* REQUIRED TASK
Report each line of the listing below that contains the word "windshield", copying every such line in full.

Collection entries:
========================================

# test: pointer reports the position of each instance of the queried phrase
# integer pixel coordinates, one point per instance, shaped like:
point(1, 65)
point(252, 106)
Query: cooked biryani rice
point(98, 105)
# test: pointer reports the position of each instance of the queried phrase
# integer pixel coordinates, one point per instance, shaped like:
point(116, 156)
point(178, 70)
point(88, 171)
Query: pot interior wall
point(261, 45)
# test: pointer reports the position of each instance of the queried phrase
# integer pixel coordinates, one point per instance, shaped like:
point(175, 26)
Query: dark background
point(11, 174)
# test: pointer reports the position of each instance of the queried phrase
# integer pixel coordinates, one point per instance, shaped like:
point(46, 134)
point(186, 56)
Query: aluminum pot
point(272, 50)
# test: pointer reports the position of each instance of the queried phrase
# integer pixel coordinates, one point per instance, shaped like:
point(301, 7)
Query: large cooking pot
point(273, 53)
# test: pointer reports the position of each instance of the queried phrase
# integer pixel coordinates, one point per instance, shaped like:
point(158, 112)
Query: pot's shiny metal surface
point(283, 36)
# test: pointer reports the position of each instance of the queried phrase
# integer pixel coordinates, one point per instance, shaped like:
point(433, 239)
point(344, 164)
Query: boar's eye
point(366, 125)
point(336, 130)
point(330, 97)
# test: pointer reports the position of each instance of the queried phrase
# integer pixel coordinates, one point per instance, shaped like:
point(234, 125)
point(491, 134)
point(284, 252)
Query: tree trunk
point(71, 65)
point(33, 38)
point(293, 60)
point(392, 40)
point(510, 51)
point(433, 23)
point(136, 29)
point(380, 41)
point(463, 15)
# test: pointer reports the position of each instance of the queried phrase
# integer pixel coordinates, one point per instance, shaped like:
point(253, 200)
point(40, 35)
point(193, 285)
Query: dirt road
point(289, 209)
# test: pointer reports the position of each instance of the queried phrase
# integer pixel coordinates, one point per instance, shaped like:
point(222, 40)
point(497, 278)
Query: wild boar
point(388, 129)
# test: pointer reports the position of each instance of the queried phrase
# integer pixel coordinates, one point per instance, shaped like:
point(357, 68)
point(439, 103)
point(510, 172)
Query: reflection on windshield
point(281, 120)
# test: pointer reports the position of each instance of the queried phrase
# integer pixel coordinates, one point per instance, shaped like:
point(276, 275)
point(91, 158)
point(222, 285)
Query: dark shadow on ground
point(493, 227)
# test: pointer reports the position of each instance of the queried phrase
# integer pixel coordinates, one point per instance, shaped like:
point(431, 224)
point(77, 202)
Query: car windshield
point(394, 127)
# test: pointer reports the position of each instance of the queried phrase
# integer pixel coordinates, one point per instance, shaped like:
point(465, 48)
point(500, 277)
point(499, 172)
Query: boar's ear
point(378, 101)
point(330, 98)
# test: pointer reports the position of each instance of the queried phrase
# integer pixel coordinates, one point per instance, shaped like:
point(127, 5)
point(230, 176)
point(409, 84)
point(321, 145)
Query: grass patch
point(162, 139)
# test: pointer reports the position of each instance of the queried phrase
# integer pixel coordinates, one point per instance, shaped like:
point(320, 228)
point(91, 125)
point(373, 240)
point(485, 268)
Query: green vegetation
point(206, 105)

========================================

* SOLVED EXERCISE
Query: reflection on windshield
Query: car windshield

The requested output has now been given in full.